───── Page text

Reducing hight is possible, but it is not so simple. I have done it several times and understood that material has to be grinded from both sides equaly, othervice the spring bends to one side and gets 'good for nothing' The lenght is easy to reduce, and the bridle to be converted too

Thanks nev, i knew much of what you have just told me. Strength cannot be adjusted , length is not really a problem but i wondered how you would change the height. I thought about grinding it down on a diamond plate while it is fully wound. 

Posted
15 hours ago, nevenbekriev said:

Well, I am pritty sure that if You do the test with the old spring, You will learn something interesting. I, for ehample, do not change the old springs if not broken, and I have never purchased a new spring in my life. When change needed, i will find proper spring among old used springs I have. Yes, I have met springs that are to tired ahd have replaced them, but this is one-two in 100. And I usually work with 200-300 years old watshes.

──────────
───── Given entries

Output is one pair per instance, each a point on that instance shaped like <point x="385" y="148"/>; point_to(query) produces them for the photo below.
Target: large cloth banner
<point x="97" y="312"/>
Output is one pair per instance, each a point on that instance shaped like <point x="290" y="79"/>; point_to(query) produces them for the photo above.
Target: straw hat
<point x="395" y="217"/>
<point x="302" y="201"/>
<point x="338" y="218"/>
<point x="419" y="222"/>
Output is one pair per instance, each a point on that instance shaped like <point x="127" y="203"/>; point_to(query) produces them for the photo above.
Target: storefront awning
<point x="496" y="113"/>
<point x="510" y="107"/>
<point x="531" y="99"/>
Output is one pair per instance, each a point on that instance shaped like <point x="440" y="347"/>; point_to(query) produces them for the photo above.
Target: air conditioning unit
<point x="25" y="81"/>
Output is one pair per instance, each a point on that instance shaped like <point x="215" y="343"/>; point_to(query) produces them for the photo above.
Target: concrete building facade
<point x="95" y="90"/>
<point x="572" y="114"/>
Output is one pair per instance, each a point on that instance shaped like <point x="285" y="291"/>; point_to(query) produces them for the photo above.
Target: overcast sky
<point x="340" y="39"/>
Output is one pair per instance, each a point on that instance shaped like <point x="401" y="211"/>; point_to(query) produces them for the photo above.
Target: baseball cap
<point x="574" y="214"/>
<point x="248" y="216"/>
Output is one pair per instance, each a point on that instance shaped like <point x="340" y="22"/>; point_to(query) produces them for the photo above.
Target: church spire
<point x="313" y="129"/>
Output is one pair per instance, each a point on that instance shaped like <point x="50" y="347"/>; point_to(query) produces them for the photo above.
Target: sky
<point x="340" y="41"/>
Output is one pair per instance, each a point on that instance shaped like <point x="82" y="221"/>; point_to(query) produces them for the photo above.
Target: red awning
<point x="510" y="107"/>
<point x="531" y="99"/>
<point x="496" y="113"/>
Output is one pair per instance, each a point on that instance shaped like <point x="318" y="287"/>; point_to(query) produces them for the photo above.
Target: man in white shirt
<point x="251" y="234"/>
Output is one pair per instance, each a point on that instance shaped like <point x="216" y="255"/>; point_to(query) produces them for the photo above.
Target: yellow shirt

──────────

_Work instructions_
a) Translate this sentence from the watch mainspring discussion into Spanish: "I thought about grinding it down on a diamond plate while it is fully wound."
b) Carry on the watch mainspring discussion, starting after its final sentence.

_Results by task_
a) Pensé en rebajarlo en una placa de diamante mientras está completamente enrollado.

b)
The free oscillations test: turn the balance to 180 degr. and release it. Count the free oscillations to full stop. Do this in both horizontal positions, see if there is difference. For a wrist movement, expected result is more than 100, this means that no losses in the hairspring and everything is OK with pivots/stones

I did the free oscillation test, I got 120 in the CH position and 108 in the FH position.  Seems pretty good based on what you stated above. ( Using the Iphone slow-motion setting made this doable for me, not sure I could count the oscillations otherwise).

I may go ahead and do the main spring comparison, just to learn the difference, as you said.  

I have read many, many times that changing the mainspring in a full service is just the right thing to do. I am curious as to when you think a spring is too "tired" to be reused.

Here is a photo of the spring I removed. I know you can't do a real inspection from just this photo, but I will say that I see no issues with it other than it's taken a set. I'm guessing you would reuse this spring.  

Bill

P1230115.JPG

Posted

The spring is OK.

3 hours ago, BillM said:

Using the Iphone slow-motion setting made this doable for me, not sure I could count the oscillations otherwise...

This makes me doubt if You count correctly. Just to be sure, can You show the video? 100 osc./2,5 Hz = 40 sec. Do oscillations continue for 40 sec or 20 only?

The spring is OK, test it.

  • 2 weeks later...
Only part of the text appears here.